Item 1. Security and Issuer.
This Statement on Schedule 13D (this Statement) relates to the shares of Common Stock, par value $0.01 per share (the Common Stock), of OMNI Energy Services Corp., a Louisiana corporation (OMNI). The principal executive offices of OMNI are located at 4500 N.E. Evangeline Thruway, Carencro, Louisiana 70520.
Item 2. Identity and Background.
(a) - (c) This Statement is filed by Wellspring Capital Management LLC, a Delaware limited liability company (Wellspring), and Wellspring OMNI Holdings Corporation, a Delaware corporation and subsidiary of Wellspring (Wellspring Holdings and, together with Wellspring, the Reporting Persons, and each a Reporting Person). The principal business address of each of the Reporting Persons is Lever House, 390 Park Avenue, 5th Floor, New York, NY 10022. Wellsprings principal business is managing investment funds that acquire, hold and dispose of investments in various companies. Wellspring Holdings is a newly formed subsidiary of Wellspring organized to acquire and hold all of the issued and outstanding capital stock of OMNI following the Merger (as defined below).
The (i) name, (ii) business address, (iii) present principal occupation or employment, (iv) name, principal business and address of any corporation or other organization in which such employment is conducted, and (v) citizenship of each director and executive officer of Wellspring Holdings and Wellspring are set forth on Schedule I hereto and incorporated herein by reference.
(d) - (e) During the last five years, none of the Reporting Persons, nor, to the knowledge of any of the Reporting Persons, any of the individuals referred to in Schedule I, has been convicted in a criminal proceeding (excluding traffic violations or similar misdemeanors) or has been a party to a civil proceeding of a judicial or administrative body of competent jurisdiction resulting in a judgment, decree or final order enjoining future violations of, or prohibiting or mandating activities subject to, federal or state securities laws, or finding violations with respect to such laws.
- - - - -
Prompt A:
Answer these questions about the Schedule 13D excerpt:
(i) Under the laws of which state is OMNI organized?
(ii) What is the principal business address of each Reporting Person?
(iii) Over what period does the statement say none of the Reporting Persons has been convicted in a criminal proceeding?
Prompt B: Summarize the Schedule 13D excerpt in two sentences.
Prompt C: Revise the Schedule 13D excerpt by rewriting everything from "This Statement on" down to "Identity and Background." with "Carencro" changed to "Lafayette".
Answer using only the filing excerpt above.
- - - - -
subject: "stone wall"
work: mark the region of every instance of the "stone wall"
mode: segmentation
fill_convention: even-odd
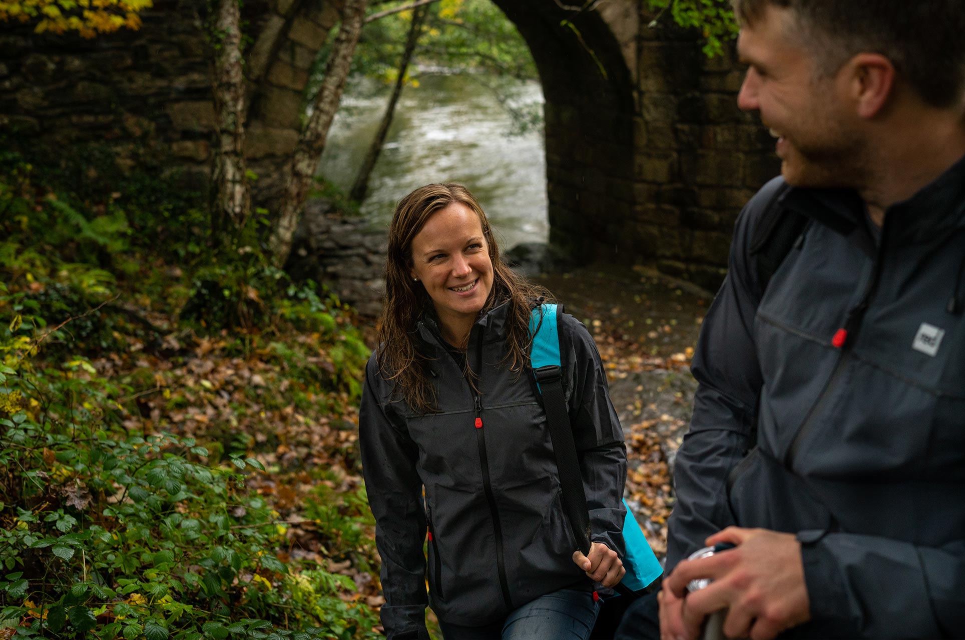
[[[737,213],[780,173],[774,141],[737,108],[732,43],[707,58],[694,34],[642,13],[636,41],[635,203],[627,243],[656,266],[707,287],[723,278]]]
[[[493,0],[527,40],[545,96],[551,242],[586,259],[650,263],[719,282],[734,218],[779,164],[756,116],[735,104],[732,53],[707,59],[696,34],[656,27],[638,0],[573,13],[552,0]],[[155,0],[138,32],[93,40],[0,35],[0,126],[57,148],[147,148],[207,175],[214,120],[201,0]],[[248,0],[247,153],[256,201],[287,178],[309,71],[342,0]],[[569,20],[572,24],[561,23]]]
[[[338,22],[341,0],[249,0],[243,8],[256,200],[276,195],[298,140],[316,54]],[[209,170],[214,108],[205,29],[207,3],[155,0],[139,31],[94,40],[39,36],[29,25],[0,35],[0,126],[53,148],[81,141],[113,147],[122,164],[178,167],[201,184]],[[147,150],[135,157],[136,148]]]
- - - - -
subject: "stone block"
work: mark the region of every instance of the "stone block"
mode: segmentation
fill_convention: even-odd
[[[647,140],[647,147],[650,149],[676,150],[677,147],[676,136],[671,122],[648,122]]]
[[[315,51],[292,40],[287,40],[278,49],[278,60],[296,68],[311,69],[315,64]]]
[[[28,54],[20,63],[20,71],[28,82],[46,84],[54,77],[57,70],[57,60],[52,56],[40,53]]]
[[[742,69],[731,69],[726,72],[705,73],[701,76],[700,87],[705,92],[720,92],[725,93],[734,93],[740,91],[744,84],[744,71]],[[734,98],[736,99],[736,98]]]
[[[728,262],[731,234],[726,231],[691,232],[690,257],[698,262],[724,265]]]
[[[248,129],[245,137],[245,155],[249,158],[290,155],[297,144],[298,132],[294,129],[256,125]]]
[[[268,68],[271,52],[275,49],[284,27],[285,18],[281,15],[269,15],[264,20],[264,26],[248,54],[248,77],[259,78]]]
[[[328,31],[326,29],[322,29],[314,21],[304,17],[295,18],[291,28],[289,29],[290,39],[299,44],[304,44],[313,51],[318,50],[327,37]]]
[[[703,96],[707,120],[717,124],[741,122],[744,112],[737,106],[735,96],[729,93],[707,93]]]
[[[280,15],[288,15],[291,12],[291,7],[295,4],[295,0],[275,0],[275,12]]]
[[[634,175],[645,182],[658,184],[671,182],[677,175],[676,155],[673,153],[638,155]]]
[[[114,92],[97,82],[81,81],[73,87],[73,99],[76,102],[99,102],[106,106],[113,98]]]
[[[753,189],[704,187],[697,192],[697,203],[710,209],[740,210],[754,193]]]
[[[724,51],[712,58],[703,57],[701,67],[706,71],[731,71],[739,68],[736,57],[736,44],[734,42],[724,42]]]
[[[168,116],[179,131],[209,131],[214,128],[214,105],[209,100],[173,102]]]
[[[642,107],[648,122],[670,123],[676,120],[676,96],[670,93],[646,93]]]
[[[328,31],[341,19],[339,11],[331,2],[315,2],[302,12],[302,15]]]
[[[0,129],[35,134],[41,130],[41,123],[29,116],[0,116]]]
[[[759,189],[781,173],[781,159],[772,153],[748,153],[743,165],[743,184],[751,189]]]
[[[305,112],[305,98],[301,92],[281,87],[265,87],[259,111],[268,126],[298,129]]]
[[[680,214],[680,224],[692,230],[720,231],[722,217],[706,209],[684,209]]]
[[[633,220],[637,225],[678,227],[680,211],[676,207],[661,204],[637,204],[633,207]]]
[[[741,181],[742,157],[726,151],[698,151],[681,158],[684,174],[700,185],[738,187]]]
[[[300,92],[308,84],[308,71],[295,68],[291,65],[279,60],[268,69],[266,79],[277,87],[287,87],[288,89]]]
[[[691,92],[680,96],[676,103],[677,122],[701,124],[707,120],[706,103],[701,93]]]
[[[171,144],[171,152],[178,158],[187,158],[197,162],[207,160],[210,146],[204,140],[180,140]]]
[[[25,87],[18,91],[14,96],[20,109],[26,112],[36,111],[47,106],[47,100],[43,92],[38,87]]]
- - - - -
Exercise response A:
(i) Louisiana
(ii) Lever House, 390 Park Avenue, 5th Floor, New York, NY 10022
(iii) The last five years

Exercise response B: The statement concerns the Common Stock of OMNI Energy Services Corp., a Louisiana corporation with principal executive offices in Carencro, Louisiana. It is filed by Wellspring Capital Management LLC, which manages investment funds, and by its subsidiary Wellspring OMNI Holdings Corporation, which was formed to acquire and hold all of OMNI's capital stock after the Merger; during the last five years none of the Reporting Persons has been convicted in a criminal proceeding or been a party to a civil proceeding that produced a judgment, decree or final order concerning securities laws.

Exercise response C:
This Statement on Schedule 13D (this Statement) relates to the shares of Common Stock, par value $0.01 per share (the Common Stock), of OMNI Energy Services Corp., a Louisiana corporation (OMNI). The principal executive offices of OMNI are located at 4500 N.E. Evangeline Thruway, Lafayette, Louisiana 70520.
Item 2. Identity and Background.